#### [Supplied data]
┄┄┄┄┄┄┄┄┄┄┄┄┄┄┄┄┄┄┄┄

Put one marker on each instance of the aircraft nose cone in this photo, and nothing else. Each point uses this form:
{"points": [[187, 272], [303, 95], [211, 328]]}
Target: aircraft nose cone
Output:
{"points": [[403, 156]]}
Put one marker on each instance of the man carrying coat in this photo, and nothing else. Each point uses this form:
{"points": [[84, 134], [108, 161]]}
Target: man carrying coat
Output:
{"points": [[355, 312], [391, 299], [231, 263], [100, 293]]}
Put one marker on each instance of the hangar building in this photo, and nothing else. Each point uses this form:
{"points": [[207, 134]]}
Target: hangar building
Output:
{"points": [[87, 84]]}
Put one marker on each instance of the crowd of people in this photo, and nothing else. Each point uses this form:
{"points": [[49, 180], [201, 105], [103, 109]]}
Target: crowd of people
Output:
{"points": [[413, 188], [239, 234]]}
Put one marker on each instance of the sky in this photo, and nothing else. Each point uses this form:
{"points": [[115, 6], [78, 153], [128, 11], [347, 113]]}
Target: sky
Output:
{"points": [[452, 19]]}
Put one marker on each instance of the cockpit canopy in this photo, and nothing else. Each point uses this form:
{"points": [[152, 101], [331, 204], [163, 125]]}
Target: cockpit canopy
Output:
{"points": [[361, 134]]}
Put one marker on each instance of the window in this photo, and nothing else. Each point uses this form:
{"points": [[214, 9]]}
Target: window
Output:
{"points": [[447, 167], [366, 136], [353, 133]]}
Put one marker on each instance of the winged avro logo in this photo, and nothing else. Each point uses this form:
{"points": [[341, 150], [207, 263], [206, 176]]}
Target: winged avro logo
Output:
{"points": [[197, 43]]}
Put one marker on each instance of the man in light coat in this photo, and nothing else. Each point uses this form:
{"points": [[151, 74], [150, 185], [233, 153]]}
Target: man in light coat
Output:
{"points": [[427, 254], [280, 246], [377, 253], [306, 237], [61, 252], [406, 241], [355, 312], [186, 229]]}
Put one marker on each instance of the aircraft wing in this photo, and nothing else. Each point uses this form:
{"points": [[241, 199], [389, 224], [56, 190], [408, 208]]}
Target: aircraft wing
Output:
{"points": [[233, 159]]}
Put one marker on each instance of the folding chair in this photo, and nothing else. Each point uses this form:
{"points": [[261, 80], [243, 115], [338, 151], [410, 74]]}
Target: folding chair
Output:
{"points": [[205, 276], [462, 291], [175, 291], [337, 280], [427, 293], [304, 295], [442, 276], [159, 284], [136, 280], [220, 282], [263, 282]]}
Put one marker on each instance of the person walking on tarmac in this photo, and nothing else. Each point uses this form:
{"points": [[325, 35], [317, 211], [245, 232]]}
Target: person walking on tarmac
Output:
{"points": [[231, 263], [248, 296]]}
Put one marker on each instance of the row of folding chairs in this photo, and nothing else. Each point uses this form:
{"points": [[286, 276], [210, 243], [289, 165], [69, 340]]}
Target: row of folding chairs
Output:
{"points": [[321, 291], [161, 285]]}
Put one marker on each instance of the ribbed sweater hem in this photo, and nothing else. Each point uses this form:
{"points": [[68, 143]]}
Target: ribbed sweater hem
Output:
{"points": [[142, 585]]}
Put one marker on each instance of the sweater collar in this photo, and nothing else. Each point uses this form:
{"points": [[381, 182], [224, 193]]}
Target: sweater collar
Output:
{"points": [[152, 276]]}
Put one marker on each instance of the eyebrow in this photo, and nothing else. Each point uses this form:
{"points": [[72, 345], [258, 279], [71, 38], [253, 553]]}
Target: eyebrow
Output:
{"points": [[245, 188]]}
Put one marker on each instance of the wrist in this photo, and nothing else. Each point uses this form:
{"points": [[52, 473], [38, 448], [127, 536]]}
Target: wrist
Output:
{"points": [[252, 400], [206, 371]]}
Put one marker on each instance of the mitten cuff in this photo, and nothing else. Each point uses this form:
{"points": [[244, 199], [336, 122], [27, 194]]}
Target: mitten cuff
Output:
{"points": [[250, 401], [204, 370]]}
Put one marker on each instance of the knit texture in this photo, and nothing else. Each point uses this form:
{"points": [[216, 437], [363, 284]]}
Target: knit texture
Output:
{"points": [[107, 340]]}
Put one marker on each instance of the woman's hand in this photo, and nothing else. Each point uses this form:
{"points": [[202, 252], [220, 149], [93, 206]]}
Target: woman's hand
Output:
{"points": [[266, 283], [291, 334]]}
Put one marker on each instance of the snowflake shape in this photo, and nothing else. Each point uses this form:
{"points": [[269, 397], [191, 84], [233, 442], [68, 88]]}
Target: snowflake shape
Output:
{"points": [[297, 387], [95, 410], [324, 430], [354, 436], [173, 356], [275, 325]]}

┄┄┄┄┄┄┄┄┄┄┄┄┄┄┄┄┄┄┄┄

#### [Required work]
Once more, write out the records exactly as they are.

#### [Output for this task]
Put one marker on each instance of the aircraft nose cone in this photo, and nothing else. Each point uses this form:
{"points": [[187, 272], [303, 95], [211, 328]]}
Target: aircraft nose cone
Output:
{"points": [[403, 156]]}
Put one marker on each instance of the man carrying coat in this photo, and nothing else. Each point uses this form:
{"points": [[84, 134], [108, 161]]}
Target: man carrying coat
Output:
{"points": [[355, 312], [391, 299], [231, 263], [100, 293]]}
Put one marker on each instance of the hangar building in this photo, and nothing else. Each point uses this form:
{"points": [[207, 134]]}
Target: hangar building
Output:
{"points": [[87, 84]]}
Put one marker on each instance of the crowd of people in this photo, and nothing else. Each point uses this form:
{"points": [[49, 180], [201, 105], [103, 109]]}
Target: crowd of people
Output:
{"points": [[413, 188], [239, 234]]}
Put one marker on each instance of the sky in this photo, and nothing else. Each point uses this form:
{"points": [[115, 6], [78, 153], [128, 11], [347, 113]]}
Target: sky
Output:
{"points": [[452, 19]]}
Put one marker on each instance of the cockpit canopy in this photo, and nothing else. Each point uses this form:
{"points": [[152, 101], [331, 204], [163, 125]]}
Target: cockpit canopy
Output:
{"points": [[361, 134]]}
Put one marker on each instance of the window in this photo, and nothing else. Each point uses this form:
{"points": [[214, 9]]}
Target: window
Output:
{"points": [[447, 167], [366, 136], [353, 133]]}
Put one marker on each instance of the winged avro logo in this photo, and nothing else. Each point uses this form:
{"points": [[341, 150], [207, 263], [206, 176]]}
Target: winged avro logo
Output:
{"points": [[197, 43]]}
Put one marker on each instance of the man in light coat in this photo, and nothing else. Each point uses this form:
{"points": [[151, 74], [150, 185], [233, 153]]}
Target: man in light coat
Output:
{"points": [[427, 254], [280, 246], [377, 253], [306, 237], [61, 252], [406, 241], [355, 312], [186, 229]]}
Put one marker on each instance of the aircraft wing in this photo, and nothing else. Each point uses this form:
{"points": [[241, 199], [389, 224], [56, 190], [408, 208]]}
Target: aircraft wing
Output:
{"points": [[233, 159]]}
Put one marker on each instance of the folding chair in this photo, and nothing else. Each point uses this form:
{"points": [[261, 80], [243, 115], [338, 151], [410, 74]]}
Target: folding chair
Output:
{"points": [[205, 276], [462, 291], [175, 291], [337, 280], [427, 293], [304, 295], [442, 276], [159, 284], [136, 280], [220, 282], [263, 282]]}
Put one marker on each instance of the person walking on tarmac in this photo, and nothing else. Each point uses this form:
{"points": [[325, 35], [317, 211], [245, 232]]}
Target: person walking on tarmac
Output:
{"points": [[231, 263], [248, 296]]}
Put one marker on each instance of the row of folding chairs in this photo, and nothing else. Each point uses this form:
{"points": [[286, 276], [210, 243], [289, 165], [69, 340]]}
Target: row of folding chairs
Output:
{"points": [[321, 291], [161, 285]]}
Put one marker on each instance of the ribbed sweater hem in this photo, and nothing else. Each point uses this form:
{"points": [[68, 143]]}
Target: ribbed sweater hem
Output:
{"points": [[142, 585]]}
Put one marker on each instance of the sweater collar in this photo, and nothing else. Each point uses this form:
{"points": [[381, 182], [224, 193]]}
Target: sweater collar
Output:
{"points": [[152, 276]]}
Put one marker on each instance of the eyebrow in this photo, and nothing else. Each point uses this form:
{"points": [[72, 345], [258, 279], [71, 38], [253, 553]]}
Target: eyebrow
Output:
{"points": [[245, 188]]}
Put one marker on each instance of the wrist in this photo, and nothing else. Each point uses this form:
{"points": [[52, 473], [38, 448], [127, 536]]}
Target: wrist
Output:
{"points": [[252, 400], [206, 371]]}
Put one marker on each instance of the mitten cuff in this photo, and nothing else. Each point uses this form:
{"points": [[244, 199], [336, 122], [27, 194]]}
Target: mitten cuff
Output:
{"points": [[250, 401], [204, 370]]}
Put one marker on each instance of the knit texture in this photo, and nothing else. Each point uses this form:
{"points": [[216, 437], [363, 284]]}
Target: knit texture
Output:
{"points": [[107, 340]]}
Put one marker on each instance of the woman's hand in this photo, and nothing else. Each point uses this form:
{"points": [[202, 252], [220, 149], [93, 206]]}
Target: woman's hand
Output:
{"points": [[266, 283], [291, 334]]}
Put one marker on each instance of the snowflake shape in this photo, and nothing else. Each point uses this form:
{"points": [[269, 397], [191, 84], [233, 442], [68, 88]]}
Target: snowflake shape
Output:
{"points": [[297, 387], [95, 410], [324, 430], [354, 436], [173, 356], [275, 325]]}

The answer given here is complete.